The problem: Would you transcribe the line containing "Where can you see the riverbank" and every line after it, through the end of the records below, exactly and with nothing else?

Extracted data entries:
== Segment start ==
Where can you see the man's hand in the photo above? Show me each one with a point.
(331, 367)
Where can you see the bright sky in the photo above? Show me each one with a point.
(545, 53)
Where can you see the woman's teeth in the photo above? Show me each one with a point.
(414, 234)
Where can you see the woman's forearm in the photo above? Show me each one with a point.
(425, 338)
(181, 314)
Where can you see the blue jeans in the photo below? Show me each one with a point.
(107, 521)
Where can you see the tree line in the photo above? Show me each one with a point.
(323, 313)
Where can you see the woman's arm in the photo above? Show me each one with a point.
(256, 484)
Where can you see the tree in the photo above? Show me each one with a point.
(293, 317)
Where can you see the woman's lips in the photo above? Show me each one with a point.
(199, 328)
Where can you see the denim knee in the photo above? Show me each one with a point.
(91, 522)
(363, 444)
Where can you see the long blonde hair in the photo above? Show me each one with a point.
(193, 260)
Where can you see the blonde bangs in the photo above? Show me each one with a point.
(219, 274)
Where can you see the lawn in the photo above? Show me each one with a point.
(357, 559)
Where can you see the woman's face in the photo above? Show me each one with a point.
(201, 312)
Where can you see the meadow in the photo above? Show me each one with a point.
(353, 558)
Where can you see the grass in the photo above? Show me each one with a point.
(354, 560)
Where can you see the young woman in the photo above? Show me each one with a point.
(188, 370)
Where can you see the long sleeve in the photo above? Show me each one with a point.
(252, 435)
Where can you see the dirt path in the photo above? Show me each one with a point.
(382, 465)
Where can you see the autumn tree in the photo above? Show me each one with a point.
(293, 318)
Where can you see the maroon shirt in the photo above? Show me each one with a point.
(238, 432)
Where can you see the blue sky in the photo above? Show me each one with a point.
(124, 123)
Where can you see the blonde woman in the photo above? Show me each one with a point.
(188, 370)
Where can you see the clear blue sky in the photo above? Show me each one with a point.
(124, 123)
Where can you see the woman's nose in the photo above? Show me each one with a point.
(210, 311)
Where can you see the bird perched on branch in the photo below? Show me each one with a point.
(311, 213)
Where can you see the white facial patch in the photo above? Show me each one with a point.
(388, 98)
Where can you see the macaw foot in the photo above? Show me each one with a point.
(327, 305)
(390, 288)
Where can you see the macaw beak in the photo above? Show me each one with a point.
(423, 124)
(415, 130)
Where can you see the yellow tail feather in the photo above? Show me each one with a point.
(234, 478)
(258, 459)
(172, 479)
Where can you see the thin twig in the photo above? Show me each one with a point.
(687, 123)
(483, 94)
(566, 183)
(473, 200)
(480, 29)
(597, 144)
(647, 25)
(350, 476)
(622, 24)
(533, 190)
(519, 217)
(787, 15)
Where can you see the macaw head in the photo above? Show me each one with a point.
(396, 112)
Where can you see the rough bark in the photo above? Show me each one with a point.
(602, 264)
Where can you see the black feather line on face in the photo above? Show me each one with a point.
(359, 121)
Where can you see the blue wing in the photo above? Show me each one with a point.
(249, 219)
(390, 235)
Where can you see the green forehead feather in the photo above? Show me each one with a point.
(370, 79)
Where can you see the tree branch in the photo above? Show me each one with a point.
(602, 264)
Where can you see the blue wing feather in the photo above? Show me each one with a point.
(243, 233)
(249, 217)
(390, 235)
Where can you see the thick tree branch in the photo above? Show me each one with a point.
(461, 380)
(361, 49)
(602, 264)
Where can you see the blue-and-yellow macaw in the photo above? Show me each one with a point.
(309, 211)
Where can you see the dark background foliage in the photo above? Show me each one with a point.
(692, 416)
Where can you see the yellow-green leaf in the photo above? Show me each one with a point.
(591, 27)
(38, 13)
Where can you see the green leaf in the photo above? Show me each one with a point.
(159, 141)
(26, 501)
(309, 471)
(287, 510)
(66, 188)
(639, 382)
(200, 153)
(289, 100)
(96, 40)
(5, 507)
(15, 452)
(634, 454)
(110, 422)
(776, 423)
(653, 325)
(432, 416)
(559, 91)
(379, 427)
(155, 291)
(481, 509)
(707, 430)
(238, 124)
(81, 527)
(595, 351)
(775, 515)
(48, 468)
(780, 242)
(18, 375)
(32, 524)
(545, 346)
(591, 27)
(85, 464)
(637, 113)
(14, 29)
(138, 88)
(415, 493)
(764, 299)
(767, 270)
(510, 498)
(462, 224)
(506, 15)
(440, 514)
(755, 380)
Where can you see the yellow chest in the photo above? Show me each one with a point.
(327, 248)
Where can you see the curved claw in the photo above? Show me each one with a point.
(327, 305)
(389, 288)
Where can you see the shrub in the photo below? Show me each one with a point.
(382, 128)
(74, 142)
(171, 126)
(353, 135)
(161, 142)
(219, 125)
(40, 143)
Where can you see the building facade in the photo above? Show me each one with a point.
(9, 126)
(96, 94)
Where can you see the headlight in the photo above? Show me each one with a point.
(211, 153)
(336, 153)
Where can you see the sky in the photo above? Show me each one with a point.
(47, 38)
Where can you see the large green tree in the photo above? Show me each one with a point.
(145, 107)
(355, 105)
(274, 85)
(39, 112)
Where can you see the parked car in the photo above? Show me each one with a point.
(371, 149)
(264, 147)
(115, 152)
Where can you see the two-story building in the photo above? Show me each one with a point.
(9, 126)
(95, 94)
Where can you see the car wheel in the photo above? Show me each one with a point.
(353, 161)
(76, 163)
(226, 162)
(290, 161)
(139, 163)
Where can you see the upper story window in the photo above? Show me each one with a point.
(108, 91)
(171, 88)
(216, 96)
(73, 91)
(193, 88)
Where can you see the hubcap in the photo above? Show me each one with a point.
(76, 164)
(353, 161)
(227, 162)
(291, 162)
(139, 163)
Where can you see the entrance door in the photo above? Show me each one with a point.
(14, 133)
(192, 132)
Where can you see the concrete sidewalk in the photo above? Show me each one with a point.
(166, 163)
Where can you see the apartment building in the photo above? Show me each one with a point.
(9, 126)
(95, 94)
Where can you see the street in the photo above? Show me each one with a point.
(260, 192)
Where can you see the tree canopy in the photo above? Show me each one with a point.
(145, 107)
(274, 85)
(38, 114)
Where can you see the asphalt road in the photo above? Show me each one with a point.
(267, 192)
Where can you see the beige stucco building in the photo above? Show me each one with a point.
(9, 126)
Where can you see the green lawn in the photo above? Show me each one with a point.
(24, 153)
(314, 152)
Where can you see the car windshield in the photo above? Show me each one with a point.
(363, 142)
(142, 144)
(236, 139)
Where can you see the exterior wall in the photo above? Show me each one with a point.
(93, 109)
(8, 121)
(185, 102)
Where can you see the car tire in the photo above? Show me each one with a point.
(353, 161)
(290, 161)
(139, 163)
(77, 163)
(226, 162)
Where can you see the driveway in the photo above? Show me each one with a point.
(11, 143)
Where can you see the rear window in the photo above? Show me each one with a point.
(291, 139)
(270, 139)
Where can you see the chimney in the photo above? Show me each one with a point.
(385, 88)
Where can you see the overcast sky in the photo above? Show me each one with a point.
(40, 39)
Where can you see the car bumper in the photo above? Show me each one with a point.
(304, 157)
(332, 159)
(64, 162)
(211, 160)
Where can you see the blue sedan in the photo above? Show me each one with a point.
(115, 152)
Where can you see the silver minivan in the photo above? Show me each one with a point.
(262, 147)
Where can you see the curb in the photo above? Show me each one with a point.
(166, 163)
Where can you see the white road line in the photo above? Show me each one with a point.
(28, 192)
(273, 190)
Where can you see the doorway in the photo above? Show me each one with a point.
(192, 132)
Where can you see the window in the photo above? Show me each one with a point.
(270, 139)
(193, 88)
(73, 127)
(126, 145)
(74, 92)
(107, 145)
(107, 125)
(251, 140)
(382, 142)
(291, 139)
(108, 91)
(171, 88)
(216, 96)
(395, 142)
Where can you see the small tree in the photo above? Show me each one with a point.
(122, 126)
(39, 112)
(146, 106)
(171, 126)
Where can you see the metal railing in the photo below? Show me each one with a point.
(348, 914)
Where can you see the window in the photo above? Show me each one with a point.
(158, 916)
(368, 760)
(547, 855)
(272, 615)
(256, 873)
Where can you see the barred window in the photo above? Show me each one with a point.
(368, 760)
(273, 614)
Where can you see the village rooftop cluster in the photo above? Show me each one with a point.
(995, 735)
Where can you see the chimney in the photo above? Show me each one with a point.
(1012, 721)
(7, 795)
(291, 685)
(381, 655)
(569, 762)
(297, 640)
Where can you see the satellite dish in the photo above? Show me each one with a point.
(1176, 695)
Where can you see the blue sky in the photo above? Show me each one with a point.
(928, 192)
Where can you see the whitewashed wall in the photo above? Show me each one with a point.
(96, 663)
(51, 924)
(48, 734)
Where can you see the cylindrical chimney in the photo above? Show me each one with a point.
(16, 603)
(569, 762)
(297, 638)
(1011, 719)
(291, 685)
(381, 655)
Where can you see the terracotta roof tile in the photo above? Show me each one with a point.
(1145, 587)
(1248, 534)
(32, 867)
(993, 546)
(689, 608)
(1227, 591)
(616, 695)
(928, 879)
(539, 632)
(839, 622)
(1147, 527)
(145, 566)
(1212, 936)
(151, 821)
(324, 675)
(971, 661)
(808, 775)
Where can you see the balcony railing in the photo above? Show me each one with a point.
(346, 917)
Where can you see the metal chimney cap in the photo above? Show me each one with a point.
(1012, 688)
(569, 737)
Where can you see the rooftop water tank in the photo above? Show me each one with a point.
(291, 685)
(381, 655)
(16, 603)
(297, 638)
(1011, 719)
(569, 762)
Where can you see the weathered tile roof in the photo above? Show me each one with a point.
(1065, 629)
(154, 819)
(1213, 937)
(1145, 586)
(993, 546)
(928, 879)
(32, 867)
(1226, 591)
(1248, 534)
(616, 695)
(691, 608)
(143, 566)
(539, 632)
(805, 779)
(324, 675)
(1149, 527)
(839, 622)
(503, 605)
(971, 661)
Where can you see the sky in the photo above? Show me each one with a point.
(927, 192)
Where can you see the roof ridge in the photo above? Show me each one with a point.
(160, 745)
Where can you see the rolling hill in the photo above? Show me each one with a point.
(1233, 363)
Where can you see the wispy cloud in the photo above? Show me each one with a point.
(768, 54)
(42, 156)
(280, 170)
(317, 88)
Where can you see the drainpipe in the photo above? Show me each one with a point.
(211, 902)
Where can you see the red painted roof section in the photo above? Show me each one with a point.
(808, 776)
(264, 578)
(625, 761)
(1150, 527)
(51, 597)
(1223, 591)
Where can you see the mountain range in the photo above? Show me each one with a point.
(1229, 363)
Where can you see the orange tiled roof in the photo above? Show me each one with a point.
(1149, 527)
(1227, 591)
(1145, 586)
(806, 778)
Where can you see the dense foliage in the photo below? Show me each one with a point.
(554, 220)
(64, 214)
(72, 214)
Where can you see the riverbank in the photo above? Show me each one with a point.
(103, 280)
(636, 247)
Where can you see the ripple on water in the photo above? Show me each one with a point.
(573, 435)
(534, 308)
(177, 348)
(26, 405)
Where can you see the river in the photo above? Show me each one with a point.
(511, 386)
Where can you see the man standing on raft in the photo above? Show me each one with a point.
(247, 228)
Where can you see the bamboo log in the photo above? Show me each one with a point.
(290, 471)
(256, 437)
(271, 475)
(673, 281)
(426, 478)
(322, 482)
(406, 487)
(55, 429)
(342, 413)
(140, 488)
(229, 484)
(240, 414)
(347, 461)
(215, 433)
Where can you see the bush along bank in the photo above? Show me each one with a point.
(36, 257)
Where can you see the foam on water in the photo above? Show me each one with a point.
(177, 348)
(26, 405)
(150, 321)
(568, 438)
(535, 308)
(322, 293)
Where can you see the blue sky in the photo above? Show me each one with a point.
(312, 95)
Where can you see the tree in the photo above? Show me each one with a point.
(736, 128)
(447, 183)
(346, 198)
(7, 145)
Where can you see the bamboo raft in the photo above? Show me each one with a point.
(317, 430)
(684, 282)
== Segment end ==
Response to this exercise:
Where can you see the riverbank in the photo above? Show me each one with a point.
(103, 280)
(636, 247)
Where can you see the ripple on water in the photo above? Show me each one with a point.
(573, 435)
(534, 308)
(177, 348)
(26, 405)
Where can you see the river in the photo above? Show me each one with a point.
(511, 386)
Where can you see the man standing on raft in the photo above? Show me each one with a point.
(247, 228)
Where can you see the bamboo log in the photo above? Show me each one with a point.
(290, 471)
(256, 437)
(271, 475)
(673, 281)
(426, 478)
(322, 482)
(406, 487)
(55, 429)
(342, 413)
(140, 488)
(229, 484)
(240, 414)
(347, 461)
(215, 433)
Where can you see the bush along bank in the photo above? Show me each one with a point.
(36, 257)
Where can you see the foam on water in the photo above? Show me each one with a point.
(177, 348)
(26, 405)
(150, 321)
(568, 438)
(535, 308)
(322, 293)
Where can you see the blue sky in the photo above? Show me each one with a point.
(312, 95)
Where can you see the tree in the photo above? Show me each one with a point.
(736, 128)
(447, 183)
(346, 198)
(7, 145)
Where can you see the bamboo raft in the photo above? Show me each one with a point.
(317, 430)
(684, 282)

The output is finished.